= DATA =
•••
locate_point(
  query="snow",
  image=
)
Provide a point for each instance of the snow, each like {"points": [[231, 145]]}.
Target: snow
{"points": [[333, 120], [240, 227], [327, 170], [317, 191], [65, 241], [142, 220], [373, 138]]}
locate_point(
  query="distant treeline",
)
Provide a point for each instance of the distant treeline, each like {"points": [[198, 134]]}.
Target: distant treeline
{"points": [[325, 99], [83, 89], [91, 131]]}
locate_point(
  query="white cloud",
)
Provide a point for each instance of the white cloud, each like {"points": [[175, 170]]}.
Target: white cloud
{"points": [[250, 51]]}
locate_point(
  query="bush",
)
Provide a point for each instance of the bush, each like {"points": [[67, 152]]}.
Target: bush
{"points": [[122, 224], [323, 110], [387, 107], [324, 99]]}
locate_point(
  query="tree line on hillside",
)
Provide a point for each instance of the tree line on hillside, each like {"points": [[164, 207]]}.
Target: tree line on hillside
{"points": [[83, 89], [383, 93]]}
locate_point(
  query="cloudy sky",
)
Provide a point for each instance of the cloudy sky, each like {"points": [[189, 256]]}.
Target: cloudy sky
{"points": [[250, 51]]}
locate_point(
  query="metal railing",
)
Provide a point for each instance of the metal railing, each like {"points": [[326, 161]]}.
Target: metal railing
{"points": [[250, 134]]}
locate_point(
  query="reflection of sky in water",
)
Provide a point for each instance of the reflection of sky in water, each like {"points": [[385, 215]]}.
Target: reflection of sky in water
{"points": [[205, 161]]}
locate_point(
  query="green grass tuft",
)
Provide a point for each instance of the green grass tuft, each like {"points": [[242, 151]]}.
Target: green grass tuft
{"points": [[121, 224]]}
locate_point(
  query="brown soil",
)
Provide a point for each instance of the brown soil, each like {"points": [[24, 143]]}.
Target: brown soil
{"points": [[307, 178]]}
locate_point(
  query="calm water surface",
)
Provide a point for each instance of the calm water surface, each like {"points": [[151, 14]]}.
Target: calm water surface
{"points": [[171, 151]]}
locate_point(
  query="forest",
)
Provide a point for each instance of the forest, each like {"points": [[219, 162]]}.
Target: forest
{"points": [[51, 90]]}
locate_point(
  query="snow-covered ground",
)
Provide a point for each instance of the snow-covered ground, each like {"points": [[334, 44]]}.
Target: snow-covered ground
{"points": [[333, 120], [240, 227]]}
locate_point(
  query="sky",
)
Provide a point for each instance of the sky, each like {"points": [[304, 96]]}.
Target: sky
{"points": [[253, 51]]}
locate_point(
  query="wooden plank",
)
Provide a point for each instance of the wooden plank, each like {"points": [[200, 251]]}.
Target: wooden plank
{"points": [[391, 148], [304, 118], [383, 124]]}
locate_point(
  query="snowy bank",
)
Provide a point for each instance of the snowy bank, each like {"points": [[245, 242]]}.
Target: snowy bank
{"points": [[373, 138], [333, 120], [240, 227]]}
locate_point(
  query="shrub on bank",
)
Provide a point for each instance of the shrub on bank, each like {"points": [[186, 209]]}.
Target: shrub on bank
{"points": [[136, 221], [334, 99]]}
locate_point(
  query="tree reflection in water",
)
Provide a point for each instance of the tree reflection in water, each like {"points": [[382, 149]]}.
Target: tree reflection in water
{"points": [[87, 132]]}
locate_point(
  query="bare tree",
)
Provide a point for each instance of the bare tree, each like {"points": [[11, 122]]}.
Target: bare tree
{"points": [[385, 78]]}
•••
Line by line, transcribe the material above exactly.

locate_point(
  query="snow",
  image=
)
Provide a point for each instance of the snow, each like {"points": [[231, 145]]}.
Target: snow
{"points": [[333, 120], [240, 227], [327, 170], [317, 191], [65, 241], [142, 220], [373, 138]]}
locate_point(
  query="distant treeline",
)
Provide a point for each instance of the distant treeline, each like {"points": [[198, 134]]}.
Target: distant treeline
{"points": [[325, 99], [83, 89], [91, 131]]}
locate_point(
  query="white cloud",
)
Provide a point for each instance of the white cloud, each like {"points": [[175, 170]]}.
Target: white cloud
{"points": [[250, 51]]}
locate_point(
  query="bush",
)
Provide a point for each instance of the bush, each like {"points": [[67, 152]]}.
Target: bush
{"points": [[122, 224], [323, 110], [387, 107], [324, 99]]}
locate_point(
  query="tree line on hillside",
)
Provide a point for each instance of the tree line on hillside, each like {"points": [[164, 207]]}.
Target: tree line on hillside
{"points": [[83, 89], [383, 93]]}
locate_point(
  query="cloudy sky",
)
Provide a point for each instance of the cloudy sky, each like {"points": [[189, 256]]}.
Target: cloudy sky
{"points": [[250, 51]]}
locate_point(
  query="metal railing",
)
Provide a point for each instance of the metal railing, each like {"points": [[326, 161]]}.
Target: metal railing
{"points": [[250, 134]]}
locate_point(
  query="reflection of sky in water",
)
Provide a point for each instance of the reflection of sky in water, each like {"points": [[385, 215]]}.
Target: reflection of sky in water
{"points": [[205, 161]]}
locate_point(
  query="green grass tuft",
)
Provide a point for each instance of the green grass tuft, each like {"points": [[242, 151]]}.
Target: green grass tuft
{"points": [[121, 224]]}
locate_point(
  query="brown soil",
)
Provide a point for each instance of the brown soil, each like {"points": [[24, 143]]}.
Target: brown soil
{"points": [[307, 178]]}
locate_point(
  query="calm water surface",
)
Provide a point for each instance of the calm water surface, each like {"points": [[151, 14]]}.
Target: calm water surface
{"points": [[171, 151]]}
locate_point(
  query="forest",
)
Provide a point for each instance of the forest, each like {"points": [[219, 162]]}.
Target: forest
{"points": [[51, 90]]}
locate_point(
  query="snow-covered ground",
)
Provide a point for each instance of the snow-covered ground, each like {"points": [[334, 44]]}.
Target: snow-covered ground
{"points": [[333, 120], [240, 227]]}
locate_point(
  query="sky",
)
Provide a point for each instance of the sky, each like {"points": [[304, 96]]}.
Target: sky
{"points": [[253, 51]]}
locate_point(
  query="wooden plank",
)
Provide a point for each instance of the wooden plank, each like {"points": [[200, 251]]}.
Target: wooden plank
{"points": [[391, 148], [304, 118], [383, 124]]}
locate_point(
  query="snowy bank",
)
Provide a point for each instance of the snowy bank, each like {"points": [[245, 242]]}.
Target: snowy bank
{"points": [[373, 138], [333, 120], [240, 227]]}
locate_point(
  query="shrub on bank",
)
Provide a point for each instance of the shrub on bank, each like {"points": [[186, 209]]}.
Target: shrub on bank
{"points": [[136, 221], [334, 99]]}
locate_point(
  query="tree reflection in water",
)
Provide a point for each instance of the tree reflection in water, each like {"points": [[382, 149]]}.
Target: tree reflection in water
{"points": [[87, 132]]}
locate_point(
  query="bare tree",
)
Provide a point for each instance of the bare tree, each like {"points": [[11, 122]]}.
Target: bare tree
{"points": [[385, 78]]}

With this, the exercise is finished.